● **Material shown**

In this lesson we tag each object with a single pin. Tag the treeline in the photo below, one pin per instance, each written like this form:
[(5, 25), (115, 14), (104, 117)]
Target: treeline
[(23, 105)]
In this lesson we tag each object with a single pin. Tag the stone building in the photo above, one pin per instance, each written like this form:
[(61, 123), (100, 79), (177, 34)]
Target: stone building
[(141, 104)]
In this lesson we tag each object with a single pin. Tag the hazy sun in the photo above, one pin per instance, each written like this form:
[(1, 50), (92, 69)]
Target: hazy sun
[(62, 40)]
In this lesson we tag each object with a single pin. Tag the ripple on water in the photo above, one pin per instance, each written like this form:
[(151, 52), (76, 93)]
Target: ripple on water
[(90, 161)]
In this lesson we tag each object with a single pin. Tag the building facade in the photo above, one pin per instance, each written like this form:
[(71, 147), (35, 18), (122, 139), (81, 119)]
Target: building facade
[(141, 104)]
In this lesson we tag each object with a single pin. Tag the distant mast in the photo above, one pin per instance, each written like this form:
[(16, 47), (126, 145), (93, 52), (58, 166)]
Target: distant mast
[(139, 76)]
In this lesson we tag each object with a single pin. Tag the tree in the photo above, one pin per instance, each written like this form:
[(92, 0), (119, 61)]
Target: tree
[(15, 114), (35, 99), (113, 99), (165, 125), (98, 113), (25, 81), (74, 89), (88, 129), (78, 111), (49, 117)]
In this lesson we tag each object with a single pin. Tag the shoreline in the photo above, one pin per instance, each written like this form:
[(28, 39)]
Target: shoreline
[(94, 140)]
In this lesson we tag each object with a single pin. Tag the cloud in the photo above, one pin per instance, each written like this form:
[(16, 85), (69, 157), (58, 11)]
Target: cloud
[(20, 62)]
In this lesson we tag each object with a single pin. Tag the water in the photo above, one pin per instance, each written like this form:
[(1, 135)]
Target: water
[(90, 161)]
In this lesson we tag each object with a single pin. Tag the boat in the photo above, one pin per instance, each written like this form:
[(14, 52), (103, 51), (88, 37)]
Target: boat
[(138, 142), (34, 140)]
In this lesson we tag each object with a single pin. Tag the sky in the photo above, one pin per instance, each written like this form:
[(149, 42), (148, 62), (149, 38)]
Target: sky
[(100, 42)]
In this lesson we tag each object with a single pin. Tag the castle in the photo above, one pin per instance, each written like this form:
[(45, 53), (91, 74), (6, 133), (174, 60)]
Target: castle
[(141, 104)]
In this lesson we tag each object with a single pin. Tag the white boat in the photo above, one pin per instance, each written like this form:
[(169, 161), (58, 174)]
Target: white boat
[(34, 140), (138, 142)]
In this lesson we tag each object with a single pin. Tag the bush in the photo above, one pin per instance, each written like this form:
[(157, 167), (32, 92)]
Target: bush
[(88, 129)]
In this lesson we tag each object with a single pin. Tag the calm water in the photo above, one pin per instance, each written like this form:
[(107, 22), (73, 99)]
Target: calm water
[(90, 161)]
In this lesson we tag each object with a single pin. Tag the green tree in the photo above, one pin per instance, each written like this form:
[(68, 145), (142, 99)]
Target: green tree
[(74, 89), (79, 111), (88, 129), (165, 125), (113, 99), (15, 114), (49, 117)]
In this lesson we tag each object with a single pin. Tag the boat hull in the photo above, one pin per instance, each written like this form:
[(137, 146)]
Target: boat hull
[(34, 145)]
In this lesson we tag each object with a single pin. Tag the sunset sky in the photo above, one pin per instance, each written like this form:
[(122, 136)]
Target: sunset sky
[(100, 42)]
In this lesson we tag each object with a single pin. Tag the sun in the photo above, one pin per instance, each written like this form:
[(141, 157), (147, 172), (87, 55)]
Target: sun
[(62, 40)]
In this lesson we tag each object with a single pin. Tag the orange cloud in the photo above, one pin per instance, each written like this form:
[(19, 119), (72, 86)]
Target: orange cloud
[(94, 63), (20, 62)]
==
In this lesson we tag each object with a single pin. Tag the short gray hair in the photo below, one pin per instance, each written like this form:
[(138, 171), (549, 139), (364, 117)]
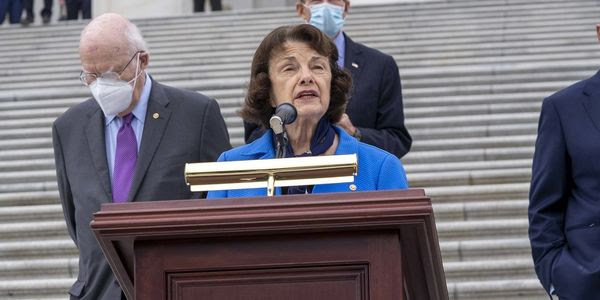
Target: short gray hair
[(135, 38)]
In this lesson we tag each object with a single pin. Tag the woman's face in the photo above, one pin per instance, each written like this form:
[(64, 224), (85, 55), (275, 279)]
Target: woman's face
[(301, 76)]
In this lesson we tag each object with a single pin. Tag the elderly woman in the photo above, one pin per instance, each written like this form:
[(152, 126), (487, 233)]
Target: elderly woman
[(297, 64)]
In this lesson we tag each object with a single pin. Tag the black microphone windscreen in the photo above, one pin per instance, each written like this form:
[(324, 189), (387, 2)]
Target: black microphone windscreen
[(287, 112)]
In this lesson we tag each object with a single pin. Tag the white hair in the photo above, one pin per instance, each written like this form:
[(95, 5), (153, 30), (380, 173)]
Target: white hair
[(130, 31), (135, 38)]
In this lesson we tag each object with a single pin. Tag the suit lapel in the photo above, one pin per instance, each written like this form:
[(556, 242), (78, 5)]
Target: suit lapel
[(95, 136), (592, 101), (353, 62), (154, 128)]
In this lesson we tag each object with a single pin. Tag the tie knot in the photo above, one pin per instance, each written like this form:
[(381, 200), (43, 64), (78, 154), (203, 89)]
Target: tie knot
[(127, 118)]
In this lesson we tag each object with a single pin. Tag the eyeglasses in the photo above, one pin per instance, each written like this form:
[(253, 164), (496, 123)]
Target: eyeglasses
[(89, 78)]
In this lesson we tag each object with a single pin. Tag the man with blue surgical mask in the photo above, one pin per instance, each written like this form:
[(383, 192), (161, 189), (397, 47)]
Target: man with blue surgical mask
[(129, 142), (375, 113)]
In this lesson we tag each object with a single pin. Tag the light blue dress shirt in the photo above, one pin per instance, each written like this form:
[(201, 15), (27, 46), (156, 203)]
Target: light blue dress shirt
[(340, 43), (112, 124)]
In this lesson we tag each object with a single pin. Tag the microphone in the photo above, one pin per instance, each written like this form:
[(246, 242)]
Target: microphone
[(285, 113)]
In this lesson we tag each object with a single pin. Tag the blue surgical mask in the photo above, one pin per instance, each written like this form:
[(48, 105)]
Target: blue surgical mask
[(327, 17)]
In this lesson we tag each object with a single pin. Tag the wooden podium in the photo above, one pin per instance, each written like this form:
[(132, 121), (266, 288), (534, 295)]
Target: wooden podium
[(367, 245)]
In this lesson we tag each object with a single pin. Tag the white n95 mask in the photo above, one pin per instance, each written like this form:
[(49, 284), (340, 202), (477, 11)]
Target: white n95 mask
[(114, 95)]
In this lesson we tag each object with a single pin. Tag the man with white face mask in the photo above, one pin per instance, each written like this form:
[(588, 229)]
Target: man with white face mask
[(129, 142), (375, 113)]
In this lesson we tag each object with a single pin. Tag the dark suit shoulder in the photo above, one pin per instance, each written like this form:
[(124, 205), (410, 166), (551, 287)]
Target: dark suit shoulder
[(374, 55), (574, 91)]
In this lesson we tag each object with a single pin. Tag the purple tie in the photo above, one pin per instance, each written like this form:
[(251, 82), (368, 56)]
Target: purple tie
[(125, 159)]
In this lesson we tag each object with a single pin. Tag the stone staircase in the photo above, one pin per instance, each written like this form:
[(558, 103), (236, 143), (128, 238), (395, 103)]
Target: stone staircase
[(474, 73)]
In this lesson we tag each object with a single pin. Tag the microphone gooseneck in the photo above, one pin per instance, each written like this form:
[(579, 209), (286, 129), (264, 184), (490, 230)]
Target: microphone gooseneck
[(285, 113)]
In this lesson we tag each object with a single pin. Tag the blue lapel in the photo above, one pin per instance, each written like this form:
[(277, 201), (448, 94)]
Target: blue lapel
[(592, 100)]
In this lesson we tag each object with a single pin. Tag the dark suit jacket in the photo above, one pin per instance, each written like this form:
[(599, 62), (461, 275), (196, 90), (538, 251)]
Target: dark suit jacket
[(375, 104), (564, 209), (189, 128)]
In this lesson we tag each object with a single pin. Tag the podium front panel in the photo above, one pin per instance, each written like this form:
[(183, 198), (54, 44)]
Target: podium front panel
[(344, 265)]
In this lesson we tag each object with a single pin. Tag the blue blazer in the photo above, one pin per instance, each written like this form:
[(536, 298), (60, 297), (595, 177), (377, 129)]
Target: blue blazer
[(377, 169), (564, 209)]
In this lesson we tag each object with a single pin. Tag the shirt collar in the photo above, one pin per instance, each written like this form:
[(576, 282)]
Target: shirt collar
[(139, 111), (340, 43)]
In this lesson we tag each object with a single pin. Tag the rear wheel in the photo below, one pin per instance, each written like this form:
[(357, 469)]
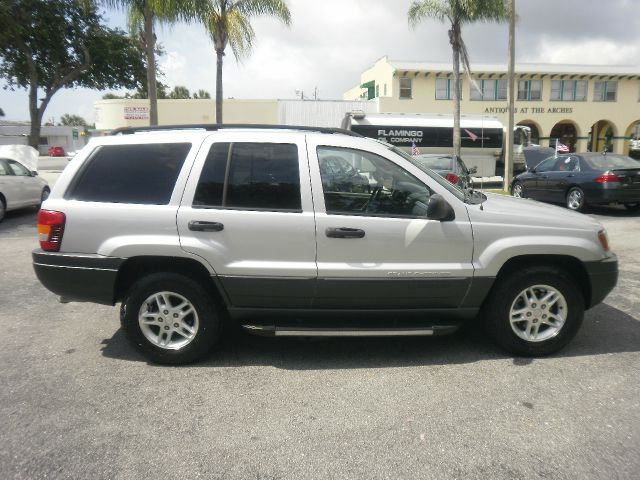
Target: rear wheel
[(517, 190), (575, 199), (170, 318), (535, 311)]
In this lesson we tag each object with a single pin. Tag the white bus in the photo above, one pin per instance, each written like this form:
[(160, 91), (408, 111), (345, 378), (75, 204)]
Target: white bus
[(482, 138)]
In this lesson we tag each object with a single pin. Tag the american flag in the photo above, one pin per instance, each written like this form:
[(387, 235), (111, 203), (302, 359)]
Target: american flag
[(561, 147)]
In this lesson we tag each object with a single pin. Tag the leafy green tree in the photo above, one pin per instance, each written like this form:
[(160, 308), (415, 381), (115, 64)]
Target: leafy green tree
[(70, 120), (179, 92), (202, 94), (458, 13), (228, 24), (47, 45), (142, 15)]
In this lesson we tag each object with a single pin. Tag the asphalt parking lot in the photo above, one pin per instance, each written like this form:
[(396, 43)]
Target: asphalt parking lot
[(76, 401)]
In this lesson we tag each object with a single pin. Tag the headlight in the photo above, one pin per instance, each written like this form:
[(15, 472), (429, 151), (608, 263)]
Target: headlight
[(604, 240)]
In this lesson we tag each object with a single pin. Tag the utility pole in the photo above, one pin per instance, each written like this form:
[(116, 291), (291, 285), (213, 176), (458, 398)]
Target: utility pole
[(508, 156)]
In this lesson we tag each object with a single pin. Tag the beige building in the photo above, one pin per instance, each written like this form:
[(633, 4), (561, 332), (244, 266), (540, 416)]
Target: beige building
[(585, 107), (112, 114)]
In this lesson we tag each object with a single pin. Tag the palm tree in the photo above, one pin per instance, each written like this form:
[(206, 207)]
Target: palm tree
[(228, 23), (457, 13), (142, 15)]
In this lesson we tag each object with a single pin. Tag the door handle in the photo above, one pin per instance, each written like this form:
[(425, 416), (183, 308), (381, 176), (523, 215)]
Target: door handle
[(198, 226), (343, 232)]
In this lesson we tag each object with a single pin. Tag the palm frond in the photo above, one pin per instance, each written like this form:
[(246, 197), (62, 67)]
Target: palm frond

● **Stated task**
Pick out every line above that contains the word "shoreline", and copy each one in full.

● **Full response**
In this lesson we tag each object with a single pin. Tag the shoreline in the photo above, one pin per instance, each written like this form:
Target: shoreline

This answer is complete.